(Data extracts Opens)

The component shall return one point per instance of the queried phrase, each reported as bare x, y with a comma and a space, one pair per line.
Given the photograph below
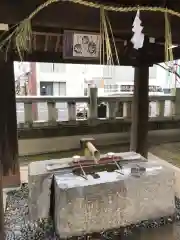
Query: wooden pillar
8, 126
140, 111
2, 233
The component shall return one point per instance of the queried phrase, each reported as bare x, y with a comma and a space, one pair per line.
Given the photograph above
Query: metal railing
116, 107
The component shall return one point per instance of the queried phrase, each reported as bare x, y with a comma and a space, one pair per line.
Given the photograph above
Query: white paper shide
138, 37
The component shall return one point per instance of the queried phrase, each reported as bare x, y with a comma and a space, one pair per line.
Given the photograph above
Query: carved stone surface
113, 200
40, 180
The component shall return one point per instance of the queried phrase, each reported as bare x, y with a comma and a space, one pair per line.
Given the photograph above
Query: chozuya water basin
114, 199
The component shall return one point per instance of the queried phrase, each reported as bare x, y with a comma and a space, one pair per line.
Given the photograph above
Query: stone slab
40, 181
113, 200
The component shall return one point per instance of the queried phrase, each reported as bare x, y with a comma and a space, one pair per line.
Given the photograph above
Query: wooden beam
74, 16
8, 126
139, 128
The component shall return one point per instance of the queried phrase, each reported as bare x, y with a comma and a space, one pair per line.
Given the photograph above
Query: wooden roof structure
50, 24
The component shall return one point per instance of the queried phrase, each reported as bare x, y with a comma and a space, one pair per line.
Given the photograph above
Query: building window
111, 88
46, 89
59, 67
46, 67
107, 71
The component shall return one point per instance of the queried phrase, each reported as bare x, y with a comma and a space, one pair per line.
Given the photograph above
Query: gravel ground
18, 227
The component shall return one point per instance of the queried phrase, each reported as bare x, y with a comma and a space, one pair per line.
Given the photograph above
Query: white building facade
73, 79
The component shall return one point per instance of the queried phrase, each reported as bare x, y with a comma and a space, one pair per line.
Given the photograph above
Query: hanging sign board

(Data extracts Closes)

▶ _What is needed_: From the first line to the last, restate the entries exactly, without pictures.

▶ _Expected answer_:
The component shall return one point per instance of the queried phrase, each reported as bare x, y with a comma and a space, one pair per line.
Given the photograph below
Query: wooden pillar
8, 126
140, 111
2, 233
The component shall return one point per instance of the queried phrase, each reported as bare x, y with a comma and a space, one pair per line.
Given the photograph above
Query: metal railing
116, 107
The component shall return one point per instance of the queried phrase, each reported as bare x, y with a comma and a space, one pair per line.
Given the photograph above
Query: white paper shide
138, 37
The component shall return one point per instance of the queried phrase, each reported as bare x, y with a comma and a space, one pair per line.
Given the photograph above
Query: carved stone surface
113, 200
40, 180
The component shall return one point per instance of the queried phrase, each reported as bare x, y with a comma and a space, one pair per line.
Given the photograph above
Query: chozuya water basin
114, 199
The component shall return one point per instance of the queried phrase, each reported as bare x, y with a comma and a space, one pair per line.
Given the photograph above
Query: stone slab
40, 181
113, 200
The component shall return one point per instance of the queried phrase, each reported as bare x, y with a comma and a space, one pair per line.
Given the photograph above
Query: wooden beam
74, 16
8, 126
139, 128
The component shall return one point per instance of the queried phrase, each reported as bare x, y with a comma and a space, one pair per line.
Given the photograph above
Query: wooden roof structure
50, 24
The component shall return one point per instance of the queried phrase, each reported as bare x, y with a comma and a space, one pair per line.
Given the photograph above
Query: building window
111, 88
46, 89
59, 67
46, 67
107, 71
The component shall return one point per instance of the queried phrase, each reported as bare x, y with a comma and a space, one pair per line.
Given the photograph above
Query: gravel ground
18, 227
The component shall return one point per instance of the queried phrase, each reported as bare x, y with a comma and a space, one pair per line.
Given the photograph above
Query: white building facade
73, 79
The component shall return one point per instance of the queried phrase, each reported as bare x, y with a comma and a space, one pair per line.
Given the photograph above
Query: hanging sign board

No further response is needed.